_Things to do_
1. In the passage on corruption and civilization, why does the quoted commentary say modern education results in the misuse of high intelligence?
2. Condense the paragraph beginning "In recent times we have seen" from the passage on corruption and civilization into two shorter sentences that keep its main facts.
3. Carry on the passage on corruption and civilization from where it stops, writing the next part in the same style.

In recent times we have seen so much corruption being exposed on all levels of society. The people we used to have as role models were shown to be corrupt and corruptible in a corrupt system. This system has been called civilisation, but now that the truth has been exposed, we see that the system which we grew up with and which we saw as civilisation and expansion has in fact set us all back to a level where we question ourselves and our own judgment.
I found these gems in the Srimad Bhagavatam (Canto 1, Ch.9 Text 26):
“In the modern system of education the teacher’s academic qualification is taken into consideration without evaluation of his moral life. Therefore the result of education is misuse of high intelligence in so many ways.”
“…the administrative class is especially advised to give charity and not to accept charity in any circumstances. Modern administrators raise subscriptions for some political functions, but never give in charity to the citizens of any state function. It is just the reverse in the injunctions of the sastras… Cowards should not be elevated to the presidential throne by dint of numerical votes only.”
For the mercantile communities this advice is given: “The production of machines and machine tools increases the artificial living fashion of a class of vested interests and keeps thousands of men in starvation and unrest. This should not be the standard of civilisation.”
The sudra class is regarded as the lowest class, and the higher classes have the injunction to take care of the sudra class. “Wine, women and gambling indicate that the population is degraded into less than sudra quality,”

_Point localization data_
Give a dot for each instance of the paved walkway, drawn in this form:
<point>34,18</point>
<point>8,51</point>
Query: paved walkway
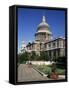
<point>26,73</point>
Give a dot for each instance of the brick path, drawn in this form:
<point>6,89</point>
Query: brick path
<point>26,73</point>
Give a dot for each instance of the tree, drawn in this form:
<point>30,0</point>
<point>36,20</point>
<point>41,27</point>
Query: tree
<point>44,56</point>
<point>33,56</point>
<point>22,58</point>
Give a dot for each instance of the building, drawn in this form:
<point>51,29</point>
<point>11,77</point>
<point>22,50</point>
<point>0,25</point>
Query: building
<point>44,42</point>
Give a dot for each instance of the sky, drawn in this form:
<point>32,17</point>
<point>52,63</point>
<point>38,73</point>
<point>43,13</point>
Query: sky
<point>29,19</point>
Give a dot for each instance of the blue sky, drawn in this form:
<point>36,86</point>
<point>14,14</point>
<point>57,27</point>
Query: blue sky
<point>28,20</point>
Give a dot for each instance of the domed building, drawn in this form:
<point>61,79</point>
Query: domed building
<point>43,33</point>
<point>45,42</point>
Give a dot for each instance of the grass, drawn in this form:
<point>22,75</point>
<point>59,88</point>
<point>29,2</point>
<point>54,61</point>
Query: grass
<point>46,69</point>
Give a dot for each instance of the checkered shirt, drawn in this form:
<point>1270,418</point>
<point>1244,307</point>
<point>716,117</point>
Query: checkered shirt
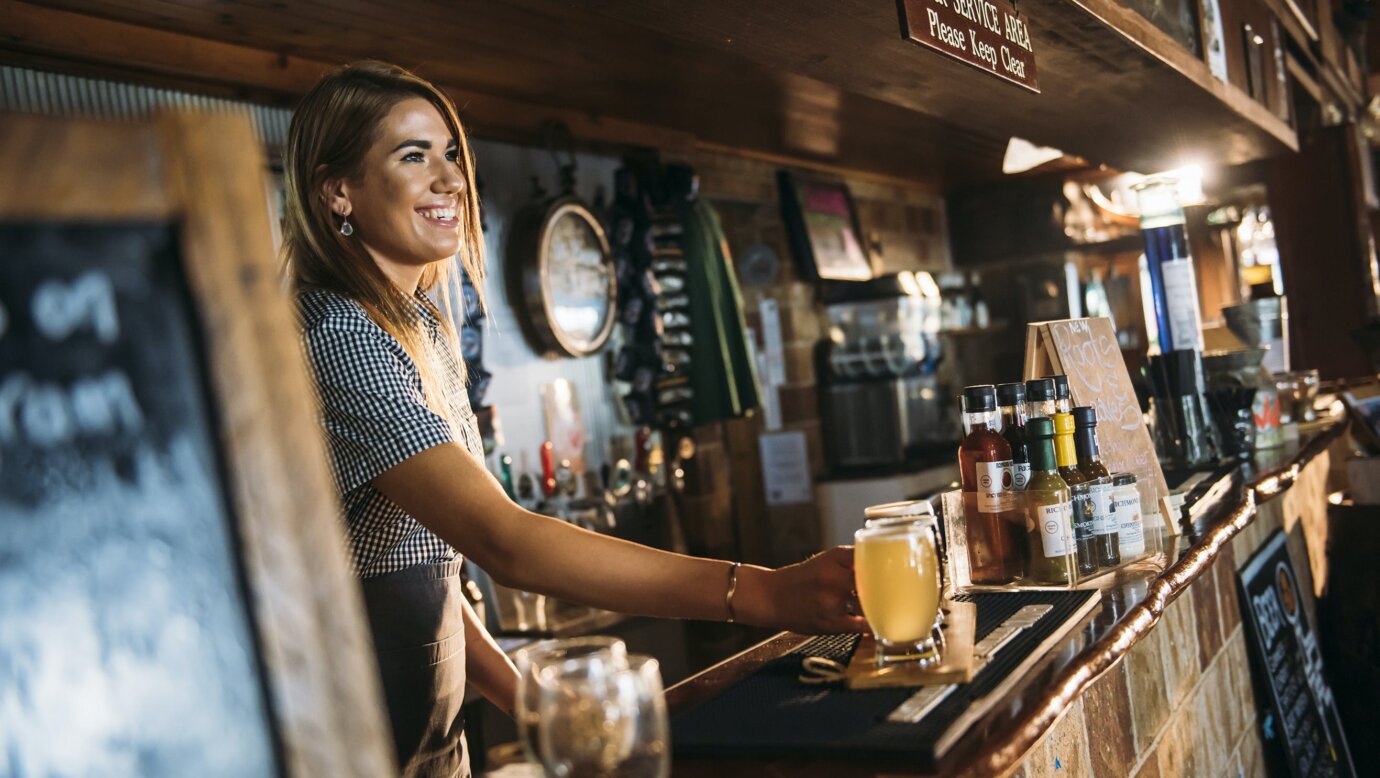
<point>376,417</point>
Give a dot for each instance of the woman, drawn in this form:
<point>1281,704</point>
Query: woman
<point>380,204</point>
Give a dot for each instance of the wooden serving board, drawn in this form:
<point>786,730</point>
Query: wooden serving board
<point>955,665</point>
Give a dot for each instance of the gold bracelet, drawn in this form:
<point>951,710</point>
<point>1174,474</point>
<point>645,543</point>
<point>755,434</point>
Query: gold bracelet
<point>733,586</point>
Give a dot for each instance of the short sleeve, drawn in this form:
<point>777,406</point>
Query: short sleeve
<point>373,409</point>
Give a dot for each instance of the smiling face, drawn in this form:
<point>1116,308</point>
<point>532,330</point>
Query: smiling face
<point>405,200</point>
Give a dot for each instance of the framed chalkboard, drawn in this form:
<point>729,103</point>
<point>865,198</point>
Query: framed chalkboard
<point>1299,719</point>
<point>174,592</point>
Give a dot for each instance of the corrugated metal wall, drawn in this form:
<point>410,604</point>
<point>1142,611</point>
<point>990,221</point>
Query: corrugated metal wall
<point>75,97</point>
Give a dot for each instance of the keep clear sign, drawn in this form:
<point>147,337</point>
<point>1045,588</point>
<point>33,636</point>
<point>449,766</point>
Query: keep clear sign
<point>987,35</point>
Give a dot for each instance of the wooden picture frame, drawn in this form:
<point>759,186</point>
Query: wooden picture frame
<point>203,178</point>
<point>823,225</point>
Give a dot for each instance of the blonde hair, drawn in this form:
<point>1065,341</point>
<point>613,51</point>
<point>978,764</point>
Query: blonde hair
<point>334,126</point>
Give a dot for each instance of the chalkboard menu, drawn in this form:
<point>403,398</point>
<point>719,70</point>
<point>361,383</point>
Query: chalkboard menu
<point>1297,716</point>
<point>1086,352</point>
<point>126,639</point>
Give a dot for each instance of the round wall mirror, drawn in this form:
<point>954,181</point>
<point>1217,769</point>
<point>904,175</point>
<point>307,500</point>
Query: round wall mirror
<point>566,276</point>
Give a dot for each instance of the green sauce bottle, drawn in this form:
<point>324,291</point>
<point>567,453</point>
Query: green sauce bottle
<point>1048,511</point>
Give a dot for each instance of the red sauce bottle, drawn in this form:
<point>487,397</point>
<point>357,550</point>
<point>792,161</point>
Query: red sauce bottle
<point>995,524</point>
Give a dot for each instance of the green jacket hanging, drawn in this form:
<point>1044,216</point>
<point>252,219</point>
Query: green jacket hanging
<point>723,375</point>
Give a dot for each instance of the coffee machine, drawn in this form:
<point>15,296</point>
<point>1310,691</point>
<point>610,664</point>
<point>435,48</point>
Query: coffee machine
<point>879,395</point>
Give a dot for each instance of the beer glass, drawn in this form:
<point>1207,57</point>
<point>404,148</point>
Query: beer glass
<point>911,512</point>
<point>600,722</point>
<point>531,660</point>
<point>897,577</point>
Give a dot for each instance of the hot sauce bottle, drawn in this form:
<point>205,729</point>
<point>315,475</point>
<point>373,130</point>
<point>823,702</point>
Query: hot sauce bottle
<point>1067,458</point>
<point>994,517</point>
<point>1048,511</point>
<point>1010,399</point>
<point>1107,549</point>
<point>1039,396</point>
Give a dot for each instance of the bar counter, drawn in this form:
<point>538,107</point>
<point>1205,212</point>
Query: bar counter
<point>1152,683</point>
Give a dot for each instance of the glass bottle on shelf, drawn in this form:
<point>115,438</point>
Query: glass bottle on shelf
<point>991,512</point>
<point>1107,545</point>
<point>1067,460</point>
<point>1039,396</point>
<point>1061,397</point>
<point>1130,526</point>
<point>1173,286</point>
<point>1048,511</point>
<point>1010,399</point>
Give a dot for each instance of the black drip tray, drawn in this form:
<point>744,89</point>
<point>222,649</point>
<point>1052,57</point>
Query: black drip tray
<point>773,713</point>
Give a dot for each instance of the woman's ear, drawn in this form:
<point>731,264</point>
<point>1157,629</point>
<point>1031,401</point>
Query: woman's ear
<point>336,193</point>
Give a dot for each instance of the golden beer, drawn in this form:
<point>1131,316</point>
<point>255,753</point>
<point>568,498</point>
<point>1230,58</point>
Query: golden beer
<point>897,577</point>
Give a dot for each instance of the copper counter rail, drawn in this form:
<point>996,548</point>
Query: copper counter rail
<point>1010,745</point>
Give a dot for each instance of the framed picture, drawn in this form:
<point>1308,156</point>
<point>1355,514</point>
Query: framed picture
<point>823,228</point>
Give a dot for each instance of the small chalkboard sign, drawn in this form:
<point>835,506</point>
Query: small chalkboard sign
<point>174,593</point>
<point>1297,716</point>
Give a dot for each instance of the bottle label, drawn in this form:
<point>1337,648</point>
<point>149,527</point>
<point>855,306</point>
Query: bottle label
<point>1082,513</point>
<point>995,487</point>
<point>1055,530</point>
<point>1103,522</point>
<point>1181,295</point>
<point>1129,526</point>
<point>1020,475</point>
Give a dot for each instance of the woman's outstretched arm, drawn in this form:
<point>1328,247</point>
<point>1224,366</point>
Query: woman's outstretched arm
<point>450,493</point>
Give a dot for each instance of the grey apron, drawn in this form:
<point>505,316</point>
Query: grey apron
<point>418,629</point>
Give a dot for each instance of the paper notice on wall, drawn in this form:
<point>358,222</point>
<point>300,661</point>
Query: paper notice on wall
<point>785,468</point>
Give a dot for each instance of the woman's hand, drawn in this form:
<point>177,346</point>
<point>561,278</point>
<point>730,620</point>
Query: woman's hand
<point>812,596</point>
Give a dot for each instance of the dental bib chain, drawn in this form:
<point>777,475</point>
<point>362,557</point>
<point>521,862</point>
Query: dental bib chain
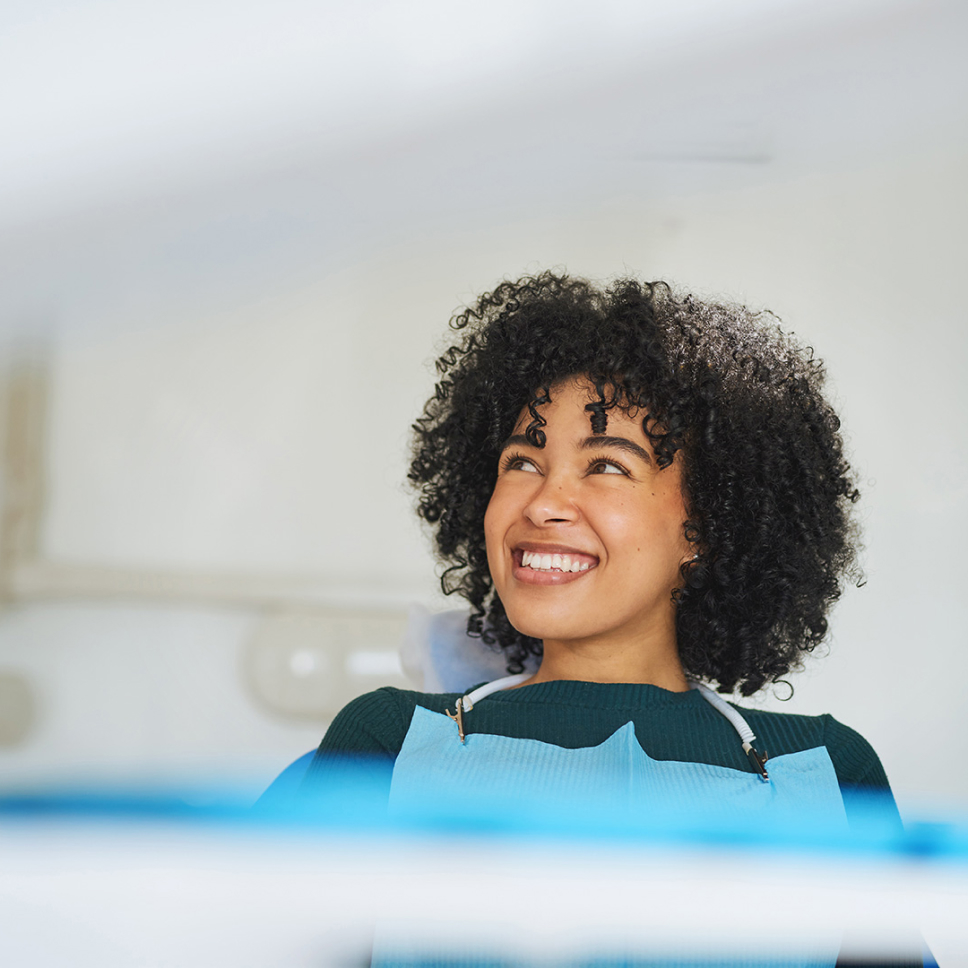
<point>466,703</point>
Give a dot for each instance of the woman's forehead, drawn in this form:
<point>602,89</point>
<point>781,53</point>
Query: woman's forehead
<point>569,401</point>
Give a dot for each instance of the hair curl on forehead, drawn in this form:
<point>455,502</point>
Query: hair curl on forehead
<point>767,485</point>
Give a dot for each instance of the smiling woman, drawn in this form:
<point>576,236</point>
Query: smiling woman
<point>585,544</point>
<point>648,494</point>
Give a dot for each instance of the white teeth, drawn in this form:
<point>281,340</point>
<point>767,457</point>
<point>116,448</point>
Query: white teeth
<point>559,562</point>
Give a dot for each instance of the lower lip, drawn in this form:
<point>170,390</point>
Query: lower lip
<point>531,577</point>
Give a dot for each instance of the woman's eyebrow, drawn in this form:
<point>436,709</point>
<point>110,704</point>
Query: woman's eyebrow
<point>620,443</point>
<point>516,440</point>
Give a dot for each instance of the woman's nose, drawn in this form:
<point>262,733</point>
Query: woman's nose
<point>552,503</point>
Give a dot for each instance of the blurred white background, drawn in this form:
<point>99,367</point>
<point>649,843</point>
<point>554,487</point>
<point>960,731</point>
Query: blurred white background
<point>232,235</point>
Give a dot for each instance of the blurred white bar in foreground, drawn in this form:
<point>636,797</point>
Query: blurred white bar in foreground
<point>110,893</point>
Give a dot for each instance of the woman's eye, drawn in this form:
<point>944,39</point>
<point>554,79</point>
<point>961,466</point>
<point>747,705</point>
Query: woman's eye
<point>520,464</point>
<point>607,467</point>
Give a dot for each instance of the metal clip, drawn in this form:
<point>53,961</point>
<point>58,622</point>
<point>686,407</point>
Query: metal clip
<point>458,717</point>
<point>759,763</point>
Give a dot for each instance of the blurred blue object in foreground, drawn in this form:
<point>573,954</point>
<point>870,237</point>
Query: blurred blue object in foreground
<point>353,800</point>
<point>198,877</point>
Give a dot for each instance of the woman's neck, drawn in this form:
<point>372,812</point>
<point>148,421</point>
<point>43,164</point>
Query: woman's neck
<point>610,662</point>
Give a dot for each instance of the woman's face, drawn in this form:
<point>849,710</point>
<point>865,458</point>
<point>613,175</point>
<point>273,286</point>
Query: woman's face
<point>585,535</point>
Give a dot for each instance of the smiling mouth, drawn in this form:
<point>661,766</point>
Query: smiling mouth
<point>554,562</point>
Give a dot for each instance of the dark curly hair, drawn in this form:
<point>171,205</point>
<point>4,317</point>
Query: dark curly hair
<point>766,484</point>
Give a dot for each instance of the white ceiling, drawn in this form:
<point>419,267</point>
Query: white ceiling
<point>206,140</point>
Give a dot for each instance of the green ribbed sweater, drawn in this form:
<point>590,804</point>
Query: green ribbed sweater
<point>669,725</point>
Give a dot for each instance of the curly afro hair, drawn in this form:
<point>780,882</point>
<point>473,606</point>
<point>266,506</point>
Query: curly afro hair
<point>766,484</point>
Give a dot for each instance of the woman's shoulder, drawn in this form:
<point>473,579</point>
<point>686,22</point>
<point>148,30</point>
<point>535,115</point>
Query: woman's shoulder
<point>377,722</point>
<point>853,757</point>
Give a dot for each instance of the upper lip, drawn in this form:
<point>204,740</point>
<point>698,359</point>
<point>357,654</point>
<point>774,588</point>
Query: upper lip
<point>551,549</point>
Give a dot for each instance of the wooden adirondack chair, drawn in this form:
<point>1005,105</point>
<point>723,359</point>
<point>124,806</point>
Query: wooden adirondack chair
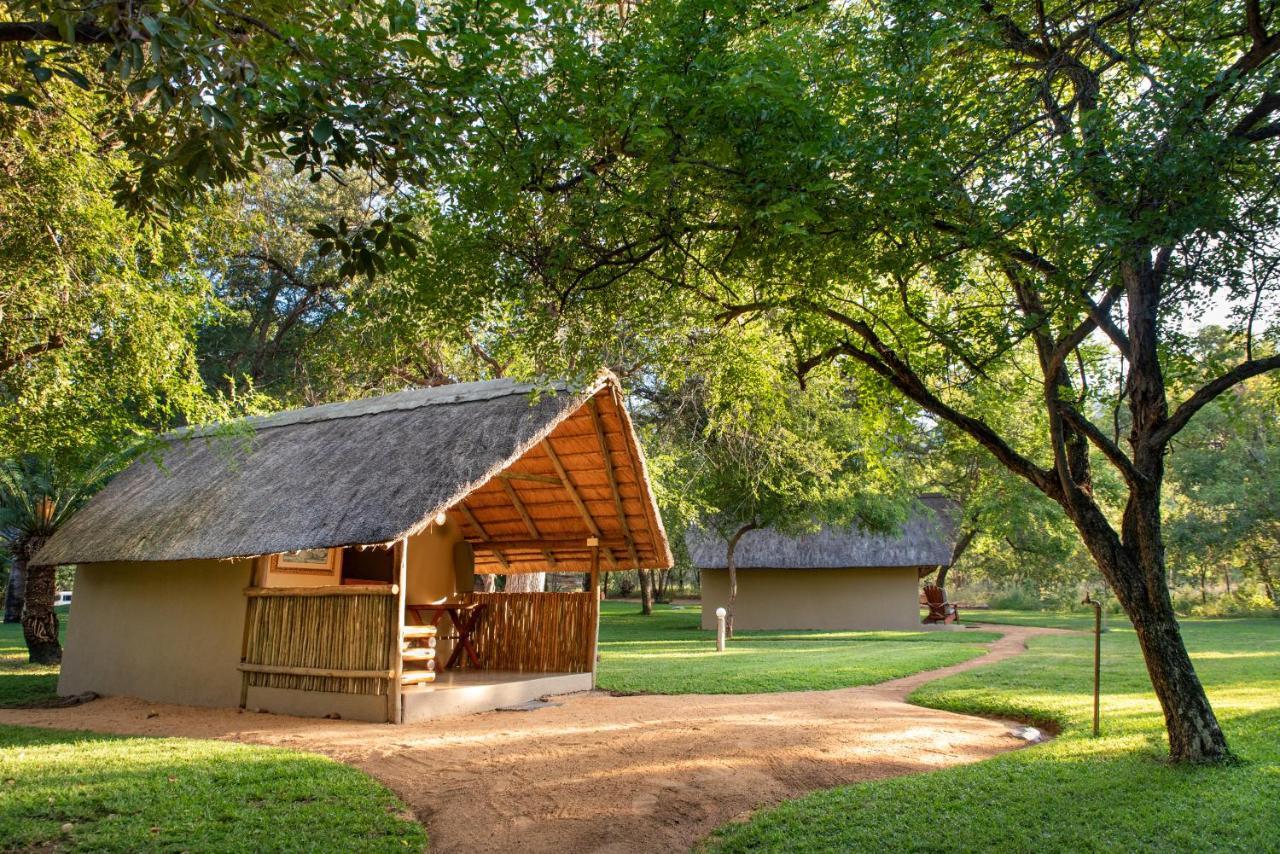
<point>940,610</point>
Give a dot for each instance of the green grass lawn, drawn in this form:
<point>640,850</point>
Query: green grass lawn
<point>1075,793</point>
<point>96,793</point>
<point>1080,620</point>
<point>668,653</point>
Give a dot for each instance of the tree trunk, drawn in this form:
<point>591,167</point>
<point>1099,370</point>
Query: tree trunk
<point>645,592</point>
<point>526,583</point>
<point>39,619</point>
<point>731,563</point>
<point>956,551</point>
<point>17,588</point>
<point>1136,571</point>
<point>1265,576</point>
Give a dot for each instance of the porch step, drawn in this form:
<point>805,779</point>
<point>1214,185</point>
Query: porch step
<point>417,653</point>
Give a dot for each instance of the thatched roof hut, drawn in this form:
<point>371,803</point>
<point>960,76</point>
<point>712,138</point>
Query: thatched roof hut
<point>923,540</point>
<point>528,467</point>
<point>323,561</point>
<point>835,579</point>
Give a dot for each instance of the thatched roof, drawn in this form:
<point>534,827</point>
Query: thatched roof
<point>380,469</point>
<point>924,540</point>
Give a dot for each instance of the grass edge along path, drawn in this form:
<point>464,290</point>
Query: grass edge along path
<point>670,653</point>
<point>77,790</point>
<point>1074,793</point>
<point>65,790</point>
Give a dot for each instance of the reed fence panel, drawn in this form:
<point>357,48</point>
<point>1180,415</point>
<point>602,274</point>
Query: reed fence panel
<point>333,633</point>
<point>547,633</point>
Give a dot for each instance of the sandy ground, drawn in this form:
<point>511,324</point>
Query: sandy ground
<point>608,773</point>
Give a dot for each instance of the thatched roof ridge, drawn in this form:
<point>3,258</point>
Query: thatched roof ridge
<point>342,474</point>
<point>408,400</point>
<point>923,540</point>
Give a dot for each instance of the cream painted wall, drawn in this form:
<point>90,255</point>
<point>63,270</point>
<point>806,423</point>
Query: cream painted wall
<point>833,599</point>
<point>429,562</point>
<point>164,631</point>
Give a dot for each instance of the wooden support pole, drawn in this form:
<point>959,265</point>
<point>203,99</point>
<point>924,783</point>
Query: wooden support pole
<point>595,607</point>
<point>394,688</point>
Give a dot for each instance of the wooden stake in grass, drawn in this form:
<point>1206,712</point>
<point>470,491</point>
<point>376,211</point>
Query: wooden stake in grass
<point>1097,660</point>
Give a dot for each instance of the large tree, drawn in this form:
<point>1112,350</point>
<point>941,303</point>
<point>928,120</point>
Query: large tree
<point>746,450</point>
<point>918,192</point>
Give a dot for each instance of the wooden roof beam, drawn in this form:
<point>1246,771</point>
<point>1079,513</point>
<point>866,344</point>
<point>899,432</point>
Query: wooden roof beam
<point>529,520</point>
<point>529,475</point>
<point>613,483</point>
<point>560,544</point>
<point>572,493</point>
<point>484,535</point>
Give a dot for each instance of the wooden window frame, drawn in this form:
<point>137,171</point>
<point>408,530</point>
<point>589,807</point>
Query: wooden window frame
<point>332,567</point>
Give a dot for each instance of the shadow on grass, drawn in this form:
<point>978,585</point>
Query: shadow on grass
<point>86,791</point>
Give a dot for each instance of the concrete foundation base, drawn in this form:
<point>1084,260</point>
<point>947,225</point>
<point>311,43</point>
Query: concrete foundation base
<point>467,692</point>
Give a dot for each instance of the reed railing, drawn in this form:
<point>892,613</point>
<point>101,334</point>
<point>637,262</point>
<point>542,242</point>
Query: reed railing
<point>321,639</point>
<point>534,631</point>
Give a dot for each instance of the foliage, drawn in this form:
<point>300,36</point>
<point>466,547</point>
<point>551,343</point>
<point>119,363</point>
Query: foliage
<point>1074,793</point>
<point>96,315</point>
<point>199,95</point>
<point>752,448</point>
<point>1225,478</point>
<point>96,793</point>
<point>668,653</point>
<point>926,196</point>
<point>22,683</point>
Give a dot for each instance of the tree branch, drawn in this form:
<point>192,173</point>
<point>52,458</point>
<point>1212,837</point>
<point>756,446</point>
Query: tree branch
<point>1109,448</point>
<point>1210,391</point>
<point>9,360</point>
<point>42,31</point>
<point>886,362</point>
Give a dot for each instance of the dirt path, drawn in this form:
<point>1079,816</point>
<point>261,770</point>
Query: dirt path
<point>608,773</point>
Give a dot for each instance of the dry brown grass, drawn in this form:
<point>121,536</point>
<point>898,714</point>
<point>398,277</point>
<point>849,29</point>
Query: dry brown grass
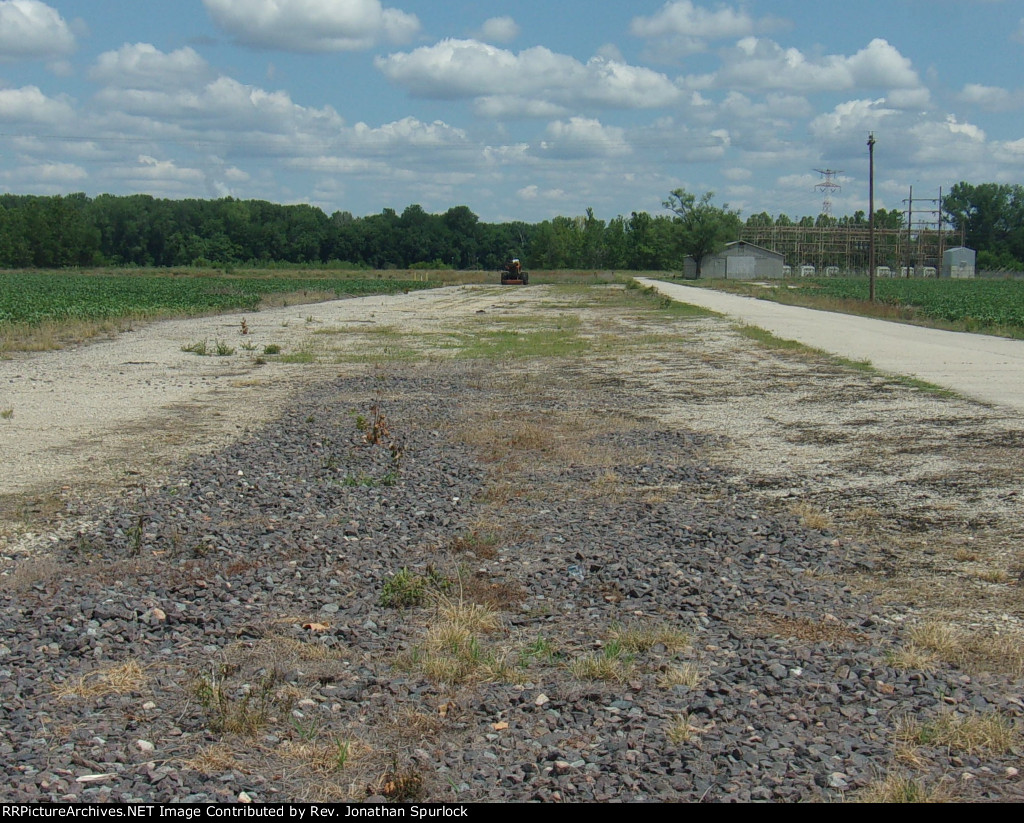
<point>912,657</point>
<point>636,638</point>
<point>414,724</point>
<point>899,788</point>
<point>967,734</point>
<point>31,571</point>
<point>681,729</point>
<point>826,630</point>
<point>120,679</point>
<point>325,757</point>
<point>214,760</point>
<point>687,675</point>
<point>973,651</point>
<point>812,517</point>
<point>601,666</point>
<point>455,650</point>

_Responses by item number_
1. The modern system of education judges a teacher by academic qualification without evaluating his moral life. As a result, high intelligence is misused in many ways.

2. Recent times have exposed corruption at every level of society, including among former role models, who proved corrupt and corruptible within a corrupt system. That system, called civilization, has in fact set everyone back, leaving people questioning themselves and their own judgment.

3.
My reason for quoting these paragraphs from the Srimad Bhagavatham is not to make a song and dance of the different class levels and social inequality. I want to bring to your attention that no matter which level of society people fit into or what their purpose is, their character and moral fibre are as important as their skills and the expectation of their contribution to society.
We have forgotten to ask questions about the moral fibre of the people who serve us, those who guide us, and also ourselves.
To give a simple example: who would you like to learn from: a highly qualified scientist whose IQ is off the scale and who is capable of unlocking the secrets of the universe at all costs and for any purpose that furthers their ambition, or a scientist who is not that highly qualified but who is a good person who applies their curiosity and their discoveries for the benefit of mankind?
We have forgotten to ask these questions and allowed ourselves to be brainwashed into assuming that education is far more important than moral fibre. We only now understand that the educational system got hijacked decades ago for purposes that do not relate to humanity at all.
Does this now mean we need to cross-question every person that we want to learn from and every person whose service we want to use? That is one way of doing it.
A far more accurate and constructive way is to look the person in the eye and then listen to your heart. If you cannot do that, ask for the opinion of those whose judgment you value before engaging with a service provider of any kind, from a vegetable gardener to a heart surgeon.
Also trust your own judgment.
Would I voluntarily return to use the services of an excellent orthopaedic surgeon who fixed my broken foot? No, because he gave me a prescription that listed death as a side effect, and he charged me an astronomical amount to write one sentence on a form and add his signature, while assuming that I would get the money back by “playing the system”. He may be highly skilled in fixing bones, but does he have moral fibre?
And a remember to question your own moral fibre and work towards attaining purity all the time.